* [Alıştırma görevleri]:
(A) Bursa Nutku hakkındaki metne göre, Atatürk kentin ileri gelenleriyle toplantıyı hangi tarihte yaptı?
(B) Bursa Nutku hakkındaki metnin "31 Mart 2011" ile başlayıp "nasıl anlamak gerekiyor?" sözlerine kadar süren bölümünü, "televizyonlardan" yerine "gazetelerden" koyarak güncelle.
(C) Bursa Nutku'nun geçmişini anlatan metni, son cümlesinden sonra gelecek bölümü yazarak sürdür.

* [Okuma metni]:
========================================

31 Mart 2011 Perşembe

Bursa Nutku’ iktidarlara dokunuyor!

7 Subat 2011, Pazartesi 


Türkiye Cumhuriyeti Hükumetinin üst düzey yetkilileri Atatürk’ün “Bursa Nutku”nu inkâr etme derdine düştü. Hükumet sözcüsü, televizyonlardan, kendisinin “Bu işi en iyi bilenlerden birisi” olduğunu söylüyor ve “Atatürk’ün böyle bir nutku yoktur” diyor. Peki şimdi bu çabayı nasıl anlamak gerekiyor?


Olayı kısaca hatırlatalım: 1933’de Bursa’da Cumhuriyet rejimine karşı küçük çapta şeriatçı bir kalkışma olur. Atatürk Bursa’ya gelir ve olay bastırılır. 6 Şubat 1933 gecesi Atatürk, Çelik Palas Oteli’nin yanındaki Atatürk Köşkü’nde (bugünkü müze) kentin ileri gelenleri ile bir toplantı yapar. 14 kişinin oturduğu masada, valiliğin kontrolündeki Bursa Gazetesi’nin temsilcisi gazeteci Rıza Ruşen Yücer de vardır. Toplantının konusu bu isyan girişimdir. Belgelere göre, gazeteci Rıza Ruşen Yücer, bir ara,  “Efendim, Bursa gençliği bu olayı bastırabilirdi, ama…” gibi birşey söyler. Bunun üzerine, Atatürk, lafı söyleyene dönerek, “Yaz, o halde..” diye başlar ve işte “Bursa Nutku” olarak bilinen konuşmayı yapar; söylediklerini de kelimesi kelimesine kağıda yazdırır.   
Bu konuşmanın bir haber olarak ertesi gün gazetede yayınlandığına ilişkin bilgi yok. Rıza Ruşen Yücer, 1947’de İstanbul’da “Atatürk’e Ait Birkaç Fıkra ve Hatıra” adı bile bir kitap bastırır ve bu metni orada yayınlar.

========================================

* [Verilen satırlar]:
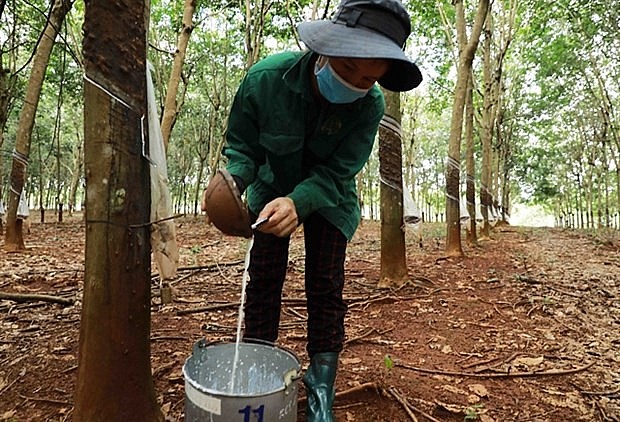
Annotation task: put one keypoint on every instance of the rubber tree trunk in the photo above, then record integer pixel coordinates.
(393, 257)
(171, 107)
(114, 381)
(453, 167)
(14, 239)
(470, 162)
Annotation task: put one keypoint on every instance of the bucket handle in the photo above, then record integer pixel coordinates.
(291, 376)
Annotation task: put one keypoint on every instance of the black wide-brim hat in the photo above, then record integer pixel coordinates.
(367, 29)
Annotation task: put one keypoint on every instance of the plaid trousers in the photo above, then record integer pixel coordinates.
(325, 248)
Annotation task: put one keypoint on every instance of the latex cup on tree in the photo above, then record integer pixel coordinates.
(225, 207)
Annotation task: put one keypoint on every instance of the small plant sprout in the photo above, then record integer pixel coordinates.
(473, 412)
(388, 362)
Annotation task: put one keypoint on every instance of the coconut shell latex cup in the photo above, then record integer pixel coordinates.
(224, 206)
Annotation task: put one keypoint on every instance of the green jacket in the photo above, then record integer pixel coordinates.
(282, 142)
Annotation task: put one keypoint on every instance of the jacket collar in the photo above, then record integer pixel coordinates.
(297, 77)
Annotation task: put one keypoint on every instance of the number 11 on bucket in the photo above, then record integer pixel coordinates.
(247, 411)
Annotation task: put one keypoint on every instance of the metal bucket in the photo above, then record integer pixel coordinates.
(264, 388)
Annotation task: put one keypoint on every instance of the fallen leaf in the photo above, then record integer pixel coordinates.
(528, 361)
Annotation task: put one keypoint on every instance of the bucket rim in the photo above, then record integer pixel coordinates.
(203, 346)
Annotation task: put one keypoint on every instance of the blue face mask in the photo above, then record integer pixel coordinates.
(335, 89)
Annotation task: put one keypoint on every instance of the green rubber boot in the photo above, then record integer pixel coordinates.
(319, 381)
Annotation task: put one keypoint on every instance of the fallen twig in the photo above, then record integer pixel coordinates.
(496, 374)
(32, 297)
(353, 390)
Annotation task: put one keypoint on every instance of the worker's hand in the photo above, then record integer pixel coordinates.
(282, 216)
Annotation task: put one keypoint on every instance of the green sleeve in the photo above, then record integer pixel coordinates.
(242, 149)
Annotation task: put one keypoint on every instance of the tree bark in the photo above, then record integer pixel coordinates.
(393, 258)
(14, 240)
(453, 168)
(171, 107)
(114, 381)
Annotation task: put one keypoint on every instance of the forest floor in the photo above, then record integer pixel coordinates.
(524, 327)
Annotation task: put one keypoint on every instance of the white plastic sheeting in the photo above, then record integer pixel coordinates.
(163, 233)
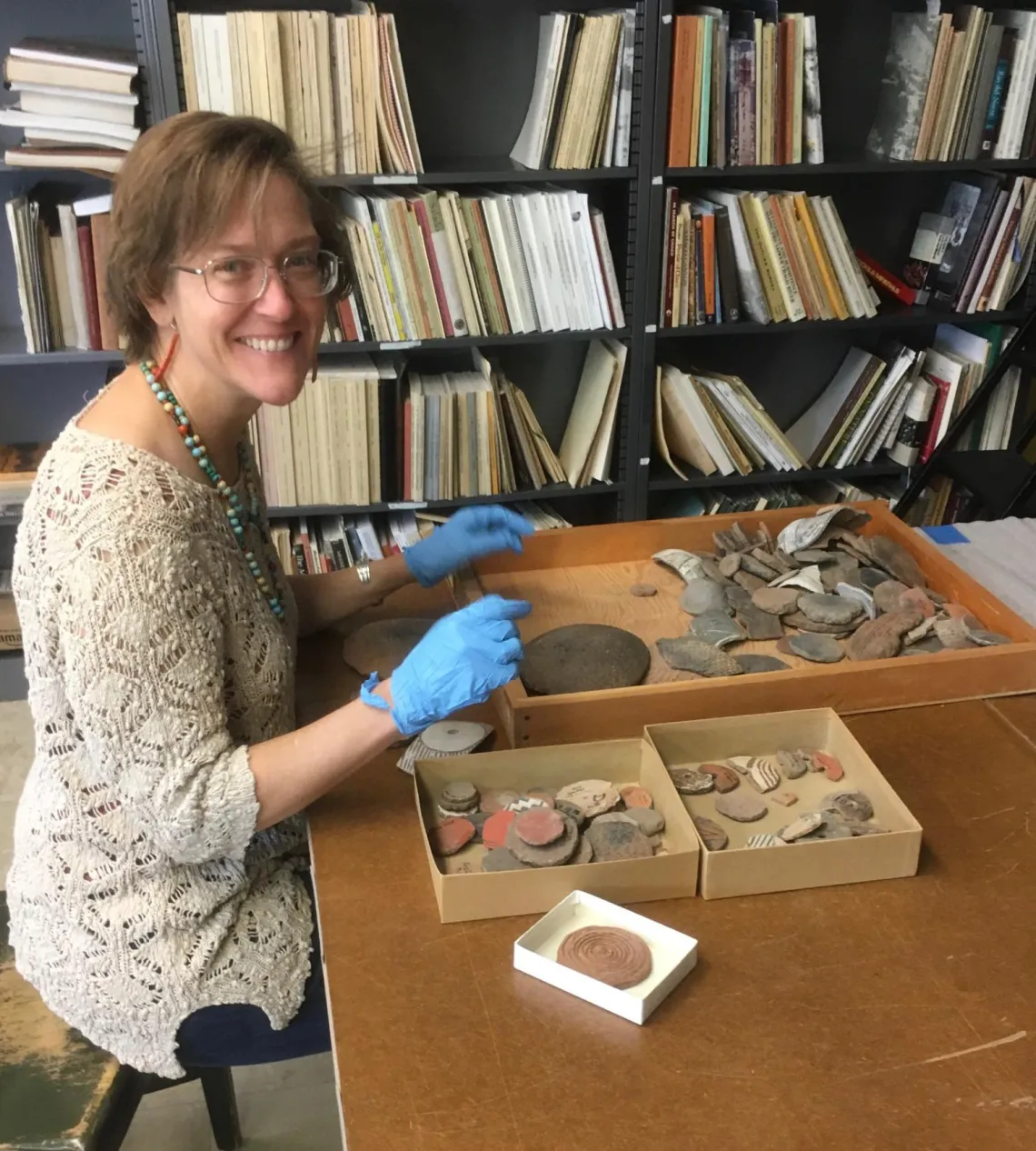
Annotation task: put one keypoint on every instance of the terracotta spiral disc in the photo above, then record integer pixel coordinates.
(612, 956)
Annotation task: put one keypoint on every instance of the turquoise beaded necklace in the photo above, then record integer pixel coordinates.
(237, 515)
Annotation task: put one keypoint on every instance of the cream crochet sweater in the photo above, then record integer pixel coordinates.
(139, 890)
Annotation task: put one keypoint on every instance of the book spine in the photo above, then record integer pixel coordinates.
(814, 141)
(938, 407)
(995, 111)
(884, 279)
(90, 285)
(670, 259)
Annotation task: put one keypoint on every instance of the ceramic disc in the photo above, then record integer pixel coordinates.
(453, 736)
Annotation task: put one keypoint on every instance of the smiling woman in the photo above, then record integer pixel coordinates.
(158, 896)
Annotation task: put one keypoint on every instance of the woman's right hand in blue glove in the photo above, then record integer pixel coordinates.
(460, 661)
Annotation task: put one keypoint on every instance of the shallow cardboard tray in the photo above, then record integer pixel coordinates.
(752, 871)
(463, 891)
(583, 576)
(673, 956)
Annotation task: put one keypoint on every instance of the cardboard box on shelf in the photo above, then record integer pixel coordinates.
(463, 891)
(739, 870)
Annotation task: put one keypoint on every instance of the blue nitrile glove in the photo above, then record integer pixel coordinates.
(472, 533)
(460, 661)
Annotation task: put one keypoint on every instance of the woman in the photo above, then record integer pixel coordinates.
(156, 894)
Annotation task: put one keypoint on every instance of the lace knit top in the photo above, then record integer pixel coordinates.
(139, 890)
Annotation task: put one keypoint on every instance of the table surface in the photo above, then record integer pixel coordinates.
(871, 1016)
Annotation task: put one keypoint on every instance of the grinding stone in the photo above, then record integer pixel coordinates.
(553, 855)
(689, 782)
(716, 627)
(702, 596)
(583, 657)
(760, 626)
(815, 647)
(618, 840)
(592, 796)
(384, 645)
(650, 820)
(754, 665)
(742, 806)
(500, 859)
(689, 654)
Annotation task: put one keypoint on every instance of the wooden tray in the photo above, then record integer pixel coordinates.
(583, 576)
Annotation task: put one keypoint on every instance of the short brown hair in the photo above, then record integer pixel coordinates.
(175, 190)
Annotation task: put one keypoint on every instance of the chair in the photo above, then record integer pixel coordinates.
(57, 1090)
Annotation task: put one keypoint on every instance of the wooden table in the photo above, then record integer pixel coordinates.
(871, 1017)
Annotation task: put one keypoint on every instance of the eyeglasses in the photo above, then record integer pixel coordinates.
(242, 279)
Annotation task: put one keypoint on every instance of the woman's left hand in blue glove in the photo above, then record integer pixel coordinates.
(472, 533)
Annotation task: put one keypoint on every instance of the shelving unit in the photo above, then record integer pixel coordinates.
(470, 67)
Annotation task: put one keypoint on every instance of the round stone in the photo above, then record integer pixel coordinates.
(612, 956)
(806, 825)
(384, 645)
(553, 855)
(583, 852)
(742, 806)
(725, 778)
(815, 647)
(637, 796)
(651, 821)
(592, 796)
(712, 835)
(702, 596)
(450, 836)
(496, 800)
(583, 657)
(852, 806)
(618, 840)
(540, 826)
(571, 810)
(689, 782)
(829, 765)
(460, 796)
(500, 859)
(829, 609)
(495, 827)
(888, 594)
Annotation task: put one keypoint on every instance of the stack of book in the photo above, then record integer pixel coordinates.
(579, 112)
(60, 262)
(309, 545)
(334, 83)
(435, 264)
(75, 105)
(372, 432)
(745, 89)
(958, 86)
(975, 254)
(715, 424)
(765, 256)
(902, 401)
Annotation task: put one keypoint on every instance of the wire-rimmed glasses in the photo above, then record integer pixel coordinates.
(243, 279)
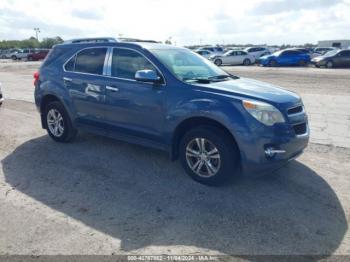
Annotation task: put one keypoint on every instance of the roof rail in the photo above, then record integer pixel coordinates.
(136, 40)
(91, 40)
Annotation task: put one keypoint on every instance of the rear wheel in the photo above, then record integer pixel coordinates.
(302, 63)
(329, 64)
(218, 62)
(209, 155)
(273, 63)
(246, 62)
(58, 124)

========================================

* [Görevlerin yanıtları]:
(A) 6 Şubat 1933 gecesi.

(B)
31 Mart 2011 Perşembe

Bursa Nutku’ iktidarlara dokunuyor!

7 Subat 2011, Pazartesi 


Türkiye Cumhuriyeti Hükumetinin üst düzey yetkilileri Atatürk’ün “Bursa Nutku”nu inkâr etme derdine düştü. Hükumet sözcüsü, gazetelerden, kendisinin “Bu işi en iyi bilenlerden birisi” olduğunu söylüyor ve “Atatürk’ün böyle bir nutku yoktur” diyor. Peki şimdi bu çabayı nasıl anlamak gerekiyor?

(C)
Toplantıya katılmış olanlardan Avni Altıner ve Kemal Zeki Gençosman, kitapta yazılanların doğruluğuna tanıklık eder. 1958’de,  DP iktidarı Bursa Nutku’nu gözden düşürmek girişimde bulunması üzerine Reşit Ülker, “Atatürk’ün Gizlenen Bursa Nutku” adı ile kitap yazar. Ardından, özellikle 12 Mart Dönemi’nde, yargılanan devrimci gençlerin, duruşmalarda Bursa Nutku’ndan paragraflar okumaları üzerine, İstanbul 2 Nolu Sıkıyönetim Mahkemesi savcısı, Bursa Nutku’nun “İdeolojik amaçla uydurulduğu, Atatürk’ün sözleri olmadığını” ileri sürer.  Konu Türk Tarih Kurumu’na muhtelif tarihlerde sorulur. Kurum, nutkun varlığını onaylayan kararlar açıklar.
Ama anlaşılıyor ki, ne geçmişte, ne de bugün iktidar gücünü kullananlar, Atatürk’ün Bursa Nutku’nu içine sindirebildiler; onu yok saymaya devam ediyorlar.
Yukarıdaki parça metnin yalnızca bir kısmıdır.